» **Texte cité**:

Absent de Kinshasa depuis plus d’un an, l’ancien président a été jugé par contumace et sans avocat. Les chefs d’accusation prononcés par le lieutenant-général Jean-René Likulia, l’auditeur général, lors de son réquisitoire devant la Haute Cour Militaire, ont été pour la plupart confirmés dans le verdict des juges. La justice militaire l’a accusé d’être le véritable chef du groupe rebelle AFC/M23 tout en étant de connivence avec le Rwanda.

Il lui est reproché également d’avoir, en tant qu’auteur, coauteur ou complice, « engagé sa responsabilité pénale » dans la commission de « crimes contre la paix et la sécurité de l’humanité » dans les Kivu, zones occupées en majorité par cette rébellion. Pourtant, lors d’une dernière audience sollicitée par les avocats des parties civiles, ce conseil avait renoncé, le 19 septembre, à requérir la peine capitale contre Joseph Kabila. À la place, ils ont demandé que l’ancien président soit condamné à la réclusion criminelle à perpétuité. Une option qui, au-delà du droit, recèle une portée politique : laisser Joseph Kabila en vie afin qu’il soit confronté à ses juges mais aussi à l’histoire et, peut-être, aux survivants des victimes de son régime. « Ne le condamnez pas à mort. Condamnez-le à la prison à vie, afin qu’il puisse recevoir la visite des rescapés et se mesurer aux conséquences de ses actes », avait plaidé Me Jean-Marie Kabengela, l’un des conseils des parties civiles. Les parties civiles – composées de la République, des provinces du Nord et Sud-Kivu ainsi que des ONG de défense des victimes – ont exigé 30 milliards de dollars de dommages et intérêts. Lors du verdict, la justice militaire n’a pas décidé de la confiscation des biens de l’ancien président car « cette peine n’existe pas », selon la loi.  

Procès et peine historiques ! 

La condamnation de Joseph Kabila est une première dans l’histoire de la RDC. Jamais un ancien chef de l’Etat n’avait été jugé et condamné au pays. Son parti, le PPRD (Parti du peuple pour la reconstruction et la démocratie), a dénoncé un « procès bidon » visant à éliminer un adversaire politique, qualifiant cette procédure judiciaire d’une « vaste blague ». Certains évoquent une vengeance de son successeur, Félix Tshisekedi. Les avocats de la République, quant à eux, rejettent l’hypothèse de vengeance. « C’est la première fois qu’un ancien président de la République se trouve en conflit avec les intérêts de la République. Il n’y a pas un désir de vengeance […] Mobutu ne s’était pas mis dans la posture de Joseph Kabila, Laurent-Désiré Kabila ne s’était pas mis dans cette posture ainsi que beaucoup d’autres. Il est le premier à avoir été indigne de sa qualité d’ancien président. », a déclaré à la presse Me Jean-Marie Kabengela.

» **Travail demandé**:
(1) Recopiez mot pour mot l'article sur la condamnation de Joseph Kabila, de « Absent de Kinshasa » à « avec le Rwanda. ».
(2) Réécrivez la liste depuis son début jusqu'à la ligne avec « xmin=90 ymin=69 xmax=99 ymax=83 » incluse, demandes comprises, et rien de plus. Multipliez par 2 chaque coordonnée des réponses, en arrondissant à l'entier le plus proche (les demis vers le haut), sans toucher aux modèles de format.
L'article et la liste n'ont aucun rapport entre eux.

» **Extrait des données**:
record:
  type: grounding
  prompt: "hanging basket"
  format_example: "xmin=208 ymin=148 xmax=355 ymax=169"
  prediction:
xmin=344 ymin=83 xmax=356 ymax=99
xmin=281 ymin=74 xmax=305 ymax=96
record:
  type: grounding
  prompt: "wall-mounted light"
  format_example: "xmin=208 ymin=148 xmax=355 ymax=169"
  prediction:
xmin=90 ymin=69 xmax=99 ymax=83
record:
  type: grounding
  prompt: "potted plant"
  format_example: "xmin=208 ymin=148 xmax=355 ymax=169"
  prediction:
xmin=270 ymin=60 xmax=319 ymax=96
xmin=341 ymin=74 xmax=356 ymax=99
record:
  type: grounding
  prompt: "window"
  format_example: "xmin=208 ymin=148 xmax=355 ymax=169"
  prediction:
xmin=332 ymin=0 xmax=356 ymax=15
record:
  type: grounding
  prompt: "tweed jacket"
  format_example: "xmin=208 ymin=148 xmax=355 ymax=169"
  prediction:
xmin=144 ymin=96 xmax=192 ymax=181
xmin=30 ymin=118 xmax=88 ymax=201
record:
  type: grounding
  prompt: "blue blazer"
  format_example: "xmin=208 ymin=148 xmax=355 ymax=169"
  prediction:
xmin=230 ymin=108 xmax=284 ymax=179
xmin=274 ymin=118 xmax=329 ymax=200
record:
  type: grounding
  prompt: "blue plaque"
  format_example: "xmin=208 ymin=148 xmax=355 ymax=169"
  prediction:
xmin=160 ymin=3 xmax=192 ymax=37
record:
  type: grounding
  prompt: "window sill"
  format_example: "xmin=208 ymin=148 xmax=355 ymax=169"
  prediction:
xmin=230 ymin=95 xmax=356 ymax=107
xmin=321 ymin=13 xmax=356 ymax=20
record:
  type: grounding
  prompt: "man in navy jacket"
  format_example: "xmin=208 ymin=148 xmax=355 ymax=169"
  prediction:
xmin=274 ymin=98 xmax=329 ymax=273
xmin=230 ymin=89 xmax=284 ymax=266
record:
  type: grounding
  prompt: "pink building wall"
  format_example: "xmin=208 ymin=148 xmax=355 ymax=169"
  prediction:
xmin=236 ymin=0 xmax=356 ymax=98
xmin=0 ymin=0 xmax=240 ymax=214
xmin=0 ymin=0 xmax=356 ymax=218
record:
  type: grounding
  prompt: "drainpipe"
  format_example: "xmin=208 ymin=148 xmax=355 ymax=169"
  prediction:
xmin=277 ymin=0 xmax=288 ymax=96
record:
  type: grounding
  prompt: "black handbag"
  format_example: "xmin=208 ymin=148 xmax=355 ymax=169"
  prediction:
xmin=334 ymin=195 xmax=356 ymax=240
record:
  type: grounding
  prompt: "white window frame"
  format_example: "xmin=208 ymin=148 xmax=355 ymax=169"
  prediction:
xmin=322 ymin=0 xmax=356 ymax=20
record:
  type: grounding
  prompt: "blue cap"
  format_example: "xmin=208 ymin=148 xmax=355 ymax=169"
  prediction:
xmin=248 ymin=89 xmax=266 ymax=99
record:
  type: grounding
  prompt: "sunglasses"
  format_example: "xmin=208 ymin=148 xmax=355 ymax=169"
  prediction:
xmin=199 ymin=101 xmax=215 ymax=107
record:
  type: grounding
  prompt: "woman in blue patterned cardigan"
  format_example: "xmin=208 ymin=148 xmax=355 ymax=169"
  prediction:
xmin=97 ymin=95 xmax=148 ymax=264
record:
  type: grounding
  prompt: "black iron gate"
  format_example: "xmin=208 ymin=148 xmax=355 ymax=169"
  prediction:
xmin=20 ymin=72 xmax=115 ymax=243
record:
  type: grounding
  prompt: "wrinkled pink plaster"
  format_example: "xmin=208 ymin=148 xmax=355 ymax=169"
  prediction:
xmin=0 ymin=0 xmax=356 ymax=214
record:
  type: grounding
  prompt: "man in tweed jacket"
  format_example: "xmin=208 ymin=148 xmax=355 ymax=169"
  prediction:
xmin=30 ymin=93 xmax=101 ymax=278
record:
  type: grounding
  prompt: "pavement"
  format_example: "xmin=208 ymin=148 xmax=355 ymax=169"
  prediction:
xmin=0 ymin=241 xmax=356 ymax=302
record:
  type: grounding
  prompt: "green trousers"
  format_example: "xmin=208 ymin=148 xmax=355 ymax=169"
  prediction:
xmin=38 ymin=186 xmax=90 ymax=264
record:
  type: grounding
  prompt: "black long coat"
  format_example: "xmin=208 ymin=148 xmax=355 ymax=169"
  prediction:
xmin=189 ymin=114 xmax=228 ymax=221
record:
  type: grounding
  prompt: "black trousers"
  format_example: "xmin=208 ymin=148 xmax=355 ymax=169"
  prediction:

» **Réponses attendues**:
(1)
Absent de Kinshasa depuis plus d’un an, l’ancien président a été jugé par contumace et sans avocat. Les chefs d’accusation prononcés par le lieutenant-général Jean-René Likulia, l’auditeur général, lors de son réquisitoire devant la Haute Cour Militaire, ont été pour la plupart confirmés dans le verdict des juges. La justice militaire l’a accusé d’être le véritable chef du groupe rebelle AFC/M23 tout en étant de connivence avec le Rwanda.

(2)
record:
  type: grounding
  prompt: "hanging basket"
  format_example: "xmin=208 ymin=148 xmax=355 ymax=169"
  prediction:
xmin=688 ymin=166 xmax=712 ymax=198
xmin=562 ymin=148 xmax=610 ymax=192
record:
  type: grounding
  prompt: "wall-mounted light"
  format_example: "xmin=208 ymin=148 xmax=355 ymax=169"
  prediction:
xmin=180 ymin=138 xmax=198 ymax=166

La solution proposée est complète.